Article:
Sue Coe commence à dessiner, mais quand elle jette à nouveau un coup d’oeil dans la boite, elle remarque que le poids de la vache a fait sortir du lait de ses pis. Tandis que le lait s’écoule doucement vers les drains, il se mêle au sang, et ils disparaissent ensemble à travers les grilles. Une des pattes blessées de la vache sort au bas de l’enclos métallique. « J’avais envie de pleurer pour cet animal, mais j’ai écarté toute empathie de mon esprit, comme le font les ouvriers. »
Plus tard, elle dit à Martha que les vaches lui semblent bien jeunes pour être abattues, pas même traites. Martha explique qu’à cette époque le prix du lait s’effondre et que les fermiers ne peuvent pas se permettre de garder leurs vaches. Ils les mettent donc sur le marché.
Quand les ouvriers reviennent de leur déjeuner, ils remettent leurs tabliers jaunes et retournent à leurs tâches. Seuls deux hommes travaillent dans la salle d’abattage. « Danny se charge de trancher les gorges, de décapiter les bêtes et de laver les têtes, puis il coupe les sabots avant et fait entrer une autre vache. » L’autre homme, à sept mètres de là sur une plateforme, retire la peau avec une scie électrique. Quand il a terminé, le convoyeur entraine la vache vers une autre zone.
Sue Coe voit entrer un homme qu’elle n’avait pas encore remarqué. Il donne trois ou quatre coups de pied violents à la vache blessée pour tenter de la faire se lever, mais elle ne peut pas. Danny se penche dans la boîte métallique et tente de l’assommer de son pistolet pneumatique, qui enfoncera une balle de douze centimètres dans son cerveau. Quand il pense avoir un bon angle de visée, il tire et « il y a un violent claquement exactement comme celui d’un pistolet normal ».

Consignes de travail:
#1 Répondez à ces questions d'après l'article :
(a) De quelle couleur sont les tabliers que remettent les ouvriers à leur retour du déjeuner ?
(b) Selon Martha, pourquoi les fermiers ne peuvent-ils pas garder leurs vaches ?
(c) À quelle distance de Danny se trouve l'homme qui retire la peau ?
#2 Dans l'article, relevez toutes les tâches attribuées à Danny dans la citation qui décrit son travail dans la salle d'abattage.
#3 Rédigez la suite de l'article sur Sue Coe à l'abattoir, en reprenant après sa dernière phrase.
Les lignes qui viennent ensuite forment un matériau distinct de l'article.

Lignes fournies:
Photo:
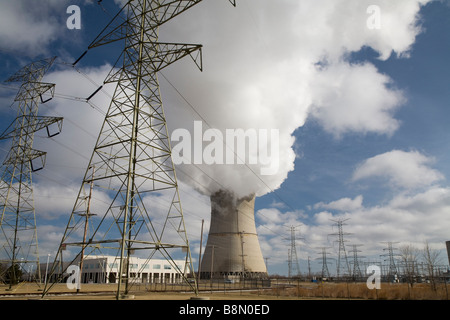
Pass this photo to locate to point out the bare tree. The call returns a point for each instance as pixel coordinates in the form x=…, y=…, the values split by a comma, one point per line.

--

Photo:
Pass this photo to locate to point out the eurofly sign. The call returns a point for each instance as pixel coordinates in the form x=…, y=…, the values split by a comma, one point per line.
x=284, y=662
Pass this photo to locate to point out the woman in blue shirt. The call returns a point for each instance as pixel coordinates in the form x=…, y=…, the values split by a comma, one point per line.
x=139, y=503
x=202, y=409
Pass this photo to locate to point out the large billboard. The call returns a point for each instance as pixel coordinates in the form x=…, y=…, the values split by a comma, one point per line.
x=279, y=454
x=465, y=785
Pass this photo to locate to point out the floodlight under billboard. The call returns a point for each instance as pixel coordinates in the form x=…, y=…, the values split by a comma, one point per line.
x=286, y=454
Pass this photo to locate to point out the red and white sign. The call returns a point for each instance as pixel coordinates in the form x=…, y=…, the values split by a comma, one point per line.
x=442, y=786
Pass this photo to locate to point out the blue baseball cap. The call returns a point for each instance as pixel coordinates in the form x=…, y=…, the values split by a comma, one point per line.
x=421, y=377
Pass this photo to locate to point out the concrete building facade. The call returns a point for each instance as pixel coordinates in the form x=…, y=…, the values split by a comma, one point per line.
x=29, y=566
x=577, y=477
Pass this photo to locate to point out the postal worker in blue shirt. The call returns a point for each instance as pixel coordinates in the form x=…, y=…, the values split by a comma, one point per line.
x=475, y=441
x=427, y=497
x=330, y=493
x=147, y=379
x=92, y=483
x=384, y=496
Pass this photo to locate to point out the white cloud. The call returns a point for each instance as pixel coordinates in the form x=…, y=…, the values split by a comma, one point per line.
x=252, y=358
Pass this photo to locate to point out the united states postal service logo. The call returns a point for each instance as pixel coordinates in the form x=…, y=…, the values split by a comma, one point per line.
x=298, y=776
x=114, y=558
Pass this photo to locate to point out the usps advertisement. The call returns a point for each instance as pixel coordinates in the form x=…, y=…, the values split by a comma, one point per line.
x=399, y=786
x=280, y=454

==

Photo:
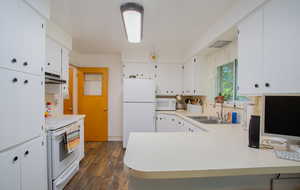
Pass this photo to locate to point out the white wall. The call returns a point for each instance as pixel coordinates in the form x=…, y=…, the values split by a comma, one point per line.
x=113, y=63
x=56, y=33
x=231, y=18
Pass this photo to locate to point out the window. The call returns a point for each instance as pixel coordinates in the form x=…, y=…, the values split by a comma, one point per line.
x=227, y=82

Corrigé de l'exercice:
#1
(a) Ils sont jaunes.
(b) À cette époque, le prix du lait s'effondre.
(c) Il se trouve à sept mètres de là, sur une plateforme.

#2
- Trancher les gorges
- Décapiter les bêtes
- Laver les têtes
- Couper les sabots avant
- Faire entrer une autre vache

#3
Danny appuie sur un bouton et la paroi métallique de l’enclos se soulève, découvrant la vache gisant là. Il s’en approche, attache une chaîne à l’une de ses pattes arrière et la soulève. Elle lutte, ses pattes s’agitent tandis qu’elle s’élève, la tête en bas. Sue Coe remarque que certaines vaches sont totalement assommées et d’autres pas du tout. « Elles se débattent comme des folles pendant que Danny leur tranche la gorge exécutant son oeuvre, Danny parle à celles qui ne sont pas assommées : "Allez, ma fille, sois gentille !" » Sue regarde le sang gicler « comme si tous les êtres vivants étaient des récipients mous qui n’attendaient que d’être percés ». Danny s’approche de la porte et fait avancer la prochaine vache d’un coup de bâton électrique. Il y a beaucoup de résistance et de coups de sabots, car les vaches sont terrifiées. Tandis qu’il les force à entrer dans l’enclos où elles sont assommées, Danny répète d’une voix chantante : « Allez, ma fille ! »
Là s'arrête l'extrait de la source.